#### TASK DETAILS
Arrange all of the entries below as a two-column CSV with the header columns "entry_text" and "answer" and one row per entry. Put each entry's text and its answer in a single quoted field, replacing line breaks with spaces.

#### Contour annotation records
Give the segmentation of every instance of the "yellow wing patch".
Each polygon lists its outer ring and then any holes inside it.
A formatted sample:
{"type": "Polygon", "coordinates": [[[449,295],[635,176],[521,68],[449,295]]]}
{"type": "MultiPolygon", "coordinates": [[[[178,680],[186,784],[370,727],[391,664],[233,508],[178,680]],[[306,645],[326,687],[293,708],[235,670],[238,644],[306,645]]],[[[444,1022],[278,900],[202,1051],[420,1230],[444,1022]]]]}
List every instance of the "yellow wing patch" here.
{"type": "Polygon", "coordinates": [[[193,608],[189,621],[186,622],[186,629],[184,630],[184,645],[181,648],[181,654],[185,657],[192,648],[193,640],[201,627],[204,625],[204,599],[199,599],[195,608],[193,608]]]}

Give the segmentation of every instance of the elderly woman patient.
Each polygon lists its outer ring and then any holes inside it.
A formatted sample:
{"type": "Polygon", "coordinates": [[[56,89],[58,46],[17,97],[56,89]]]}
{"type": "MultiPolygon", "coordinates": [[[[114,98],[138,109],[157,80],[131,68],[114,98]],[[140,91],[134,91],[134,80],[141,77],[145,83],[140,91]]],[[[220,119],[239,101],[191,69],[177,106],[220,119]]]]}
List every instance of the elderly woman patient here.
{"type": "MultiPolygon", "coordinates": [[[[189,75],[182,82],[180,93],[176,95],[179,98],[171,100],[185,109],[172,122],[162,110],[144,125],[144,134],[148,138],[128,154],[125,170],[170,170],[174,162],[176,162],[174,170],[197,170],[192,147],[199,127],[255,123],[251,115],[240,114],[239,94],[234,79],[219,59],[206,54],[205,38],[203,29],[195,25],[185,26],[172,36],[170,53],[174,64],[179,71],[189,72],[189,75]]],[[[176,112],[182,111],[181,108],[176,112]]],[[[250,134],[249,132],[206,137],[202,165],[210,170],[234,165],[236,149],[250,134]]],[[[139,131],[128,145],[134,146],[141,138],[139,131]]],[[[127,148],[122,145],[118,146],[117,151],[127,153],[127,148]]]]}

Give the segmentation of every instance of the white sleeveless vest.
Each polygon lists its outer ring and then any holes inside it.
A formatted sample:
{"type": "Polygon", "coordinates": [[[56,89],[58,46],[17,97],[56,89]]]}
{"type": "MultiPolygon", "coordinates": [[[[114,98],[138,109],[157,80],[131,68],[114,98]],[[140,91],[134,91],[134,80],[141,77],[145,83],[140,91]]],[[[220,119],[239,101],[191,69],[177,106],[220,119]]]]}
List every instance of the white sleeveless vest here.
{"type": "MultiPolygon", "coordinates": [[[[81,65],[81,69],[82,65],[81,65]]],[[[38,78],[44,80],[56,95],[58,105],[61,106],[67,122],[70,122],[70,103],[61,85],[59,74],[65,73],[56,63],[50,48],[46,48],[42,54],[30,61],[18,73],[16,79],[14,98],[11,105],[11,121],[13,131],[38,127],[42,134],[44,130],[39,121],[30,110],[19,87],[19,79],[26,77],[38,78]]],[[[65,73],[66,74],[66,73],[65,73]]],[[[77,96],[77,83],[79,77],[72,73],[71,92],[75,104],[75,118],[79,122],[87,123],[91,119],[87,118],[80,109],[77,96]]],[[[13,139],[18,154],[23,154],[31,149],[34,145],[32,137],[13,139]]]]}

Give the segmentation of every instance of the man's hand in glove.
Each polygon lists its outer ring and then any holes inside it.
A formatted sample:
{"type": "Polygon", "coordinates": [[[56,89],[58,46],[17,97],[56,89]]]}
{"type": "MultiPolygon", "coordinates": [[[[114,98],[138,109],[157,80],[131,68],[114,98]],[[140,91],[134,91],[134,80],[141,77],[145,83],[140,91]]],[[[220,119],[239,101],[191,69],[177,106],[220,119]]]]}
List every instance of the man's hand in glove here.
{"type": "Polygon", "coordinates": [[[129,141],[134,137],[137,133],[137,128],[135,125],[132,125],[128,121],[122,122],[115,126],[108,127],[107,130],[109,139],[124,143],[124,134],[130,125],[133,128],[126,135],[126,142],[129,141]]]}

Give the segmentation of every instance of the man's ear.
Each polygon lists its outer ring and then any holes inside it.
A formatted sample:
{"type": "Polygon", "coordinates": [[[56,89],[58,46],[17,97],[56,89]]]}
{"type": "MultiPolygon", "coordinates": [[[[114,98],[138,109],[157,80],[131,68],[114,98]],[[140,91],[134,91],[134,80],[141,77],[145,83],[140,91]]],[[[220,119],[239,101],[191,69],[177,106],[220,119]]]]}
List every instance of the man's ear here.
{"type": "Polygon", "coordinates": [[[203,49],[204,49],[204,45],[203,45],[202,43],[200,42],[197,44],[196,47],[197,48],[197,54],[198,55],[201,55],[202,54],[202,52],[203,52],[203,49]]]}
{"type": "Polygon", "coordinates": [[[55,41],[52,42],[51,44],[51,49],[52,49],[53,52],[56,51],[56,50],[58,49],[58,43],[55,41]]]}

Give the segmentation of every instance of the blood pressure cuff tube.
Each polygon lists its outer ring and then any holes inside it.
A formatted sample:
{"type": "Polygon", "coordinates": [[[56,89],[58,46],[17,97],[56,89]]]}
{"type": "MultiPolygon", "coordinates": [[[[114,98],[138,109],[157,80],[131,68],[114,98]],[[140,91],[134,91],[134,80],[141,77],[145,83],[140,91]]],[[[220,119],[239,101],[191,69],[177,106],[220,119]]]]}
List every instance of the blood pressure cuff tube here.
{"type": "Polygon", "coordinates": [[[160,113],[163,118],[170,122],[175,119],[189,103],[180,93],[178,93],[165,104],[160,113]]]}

#### WRITTEN RESPONSE
entry_text,answer
"Give the segmentation of every instance of the ""yellow wing patch"". Each polygon lists its outer ring and then any holes inside it. A formatted sample: {""type"": ""Polygon"", ""coordinates"": [[[449,295],[635,176],[521,68],[449,295]]]} {""type"": ""MultiPolygon"", ""coordinates"": [[[[178,680],[186,784],[370,727],[391,664],[233,508],[178,680]],[[306,645],[326,687],[293,708],[235,670],[238,644],[306,645]]],[[[444,1022],[278,900],[202,1051],[420,1230],[444,1022]]]]} List every instance of the ""yellow wing patch"" here.","{""type"": ""Polygon"", ""coordinates"": [[[193,608],[189,621],[186,622],[186,629],[184,630],[184,645],[181,648],[181,654],[185,657],[192,648],[193,640],[201,627],[204,625],[204,599],[199,599],[195,608],[193,608]]]}"
"Give the segmentation of every instance of the elderly woman patient. Each polygon lists its outer ring and then any holes inside it. A formatted sample: {""type"": ""Polygon"", ""coordinates"": [[[56,89],[58,46],[17,97],[56,89]]]} {""type"": ""MultiPolygon"", ""coordinates"": [[[[114,98],[138,109],[157,80],[131,68],[114,98]],[[140,91],[134,91],[134,80],[141,77],[145,83],[140,91]]],[[[220,119],[239,101],[191,69],[177,106],[220,119]]]]} List every instance of the elderly woman patient here.","{""type"": ""MultiPolygon"", ""coordinates"": [[[[189,75],[182,82],[180,93],[176,95],[179,98],[171,100],[185,109],[172,122],[162,110],[144,125],[144,134],[148,138],[128,154],[125,170],[170,170],[174,162],[176,162],[174,170],[197,170],[192,147],[199,127],[255,123],[251,115],[240,114],[239,94],[234,79],[219,59],[206,54],[205,38],[203,29],[195,25],[185,26],[172,36],[170,53],[174,64],[179,71],[189,72],[189,75]]],[[[176,112],[182,111],[181,108],[176,112]]],[[[250,134],[249,132],[206,137],[202,165],[210,170],[234,165],[236,149],[250,134]]],[[[139,131],[128,145],[134,146],[141,138],[139,131]]],[[[127,148],[122,145],[118,146],[117,151],[127,153],[127,148]]]]}"
"Give the segmentation of every instance of the white sleeveless vest. Each polygon lists its outer ring and then any holes inside it. A formatted sample: {""type"": ""Polygon"", ""coordinates"": [[[56,89],[58,46],[17,97],[56,89]]]} {""type"": ""MultiPolygon"", ""coordinates"": [[[[114,98],[138,109],[157,80],[131,68],[114,98]],[[140,91],[134,91],[134,80],[141,77],[145,83],[140,91]]],[[[220,119],[239,101],[191,69],[177,106],[220,119]]]]} List every instance of the white sleeveless vest here.","{""type"": ""MultiPolygon"", ""coordinates"": [[[[81,65],[81,69],[82,65],[81,65]]],[[[38,78],[44,80],[56,95],[58,105],[61,106],[67,122],[70,122],[70,103],[61,85],[59,74],[65,73],[56,63],[50,48],[46,48],[42,54],[30,61],[18,73],[16,79],[14,98],[11,105],[11,121],[13,131],[38,127],[42,134],[44,130],[39,121],[30,110],[19,87],[19,79],[26,77],[38,78]]],[[[65,73],[66,74],[66,73],[65,73]]],[[[77,96],[77,83],[79,77],[72,73],[71,92],[75,104],[75,118],[79,122],[87,123],[91,119],[87,118],[80,109],[77,96]]],[[[13,139],[18,154],[23,154],[31,149],[34,145],[32,137],[13,139]]]]}"
"Give the segmentation of every instance of the man's hand in glove. Each polygon lists its outer ring and then any holes inside it. A formatted sample: {""type"": ""Polygon"", ""coordinates"": [[[56,89],[58,46],[17,97],[56,89]]]} {""type"": ""MultiPolygon"", ""coordinates"": [[[[114,98],[138,109],[157,80],[131,68],[114,98]],[[140,91],[134,91],[134,80],[141,77],[145,83],[140,91]]],[[[220,119],[239,101],[191,69],[177,106],[220,119]]]]} List every instance of the man's hand in glove here.","{""type"": ""Polygon"", ""coordinates"": [[[129,141],[134,137],[137,133],[137,128],[135,125],[132,125],[128,121],[122,122],[115,126],[108,127],[107,130],[109,139],[124,143],[124,134],[130,125],[133,128],[126,135],[126,142],[129,141]]]}"
"Give the segmentation of every instance of the man's ear. Each polygon lists its outer ring and then any holes inside it. A formatted sample: {""type"": ""Polygon"", ""coordinates"": [[[56,89],[58,46],[17,97],[56,89]]]} {""type"": ""MultiPolygon"", ""coordinates"": [[[[114,98],[138,109],[157,80],[131,68],[114,98]],[[140,91],[134,91],[134,80],[141,77],[145,83],[140,91]]],[[[220,119],[239,101],[191,69],[177,106],[220,119]]]]} List every instance of the man's ear here.","{""type"": ""Polygon"", ""coordinates"": [[[203,49],[204,49],[204,45],[203,45],[202,43],[200,42],[197,44],[196,47],[197,48],[197,54],[198,55],[201,55],[202,54],[202,52],[203,52],[203,49]]]} {""type"": ""Polygon"", ""coordinates"": [[[55,41],[52,42],[51,44],[51,49],[52,49],[53,52],[56,51],[56,50],[58,49],[58,43],[55,41]]]}"
"Give the segmentation of every instance of the blood pressure cuff tube. Each polygon lists its outer ring and then any holes inside it. A formatted sample: {""type"": ""Polygon"", ""coordinates"": [[[56,89],[58,46],[17,97],[56,89]]]} {""type"": ""MultiPolygon"", ""coordinates"": [[[[114,98],[138,109],[157,80],[131,68],[114,98]],[[140,91],[134,91],[134,80],[141,77],[145,83],[140,91]]],[[[220,119],[239,101],[191,69],[177,106],[220,119]]]]} List every instance of the blood pressure cuff tube here.","{""type"": ""Polygon"", ""coordinates"": [[[160,113],[163,118],[170,122],[175,119],[189,103],[180,93],[178,93],[165,104],[160,113]]]}"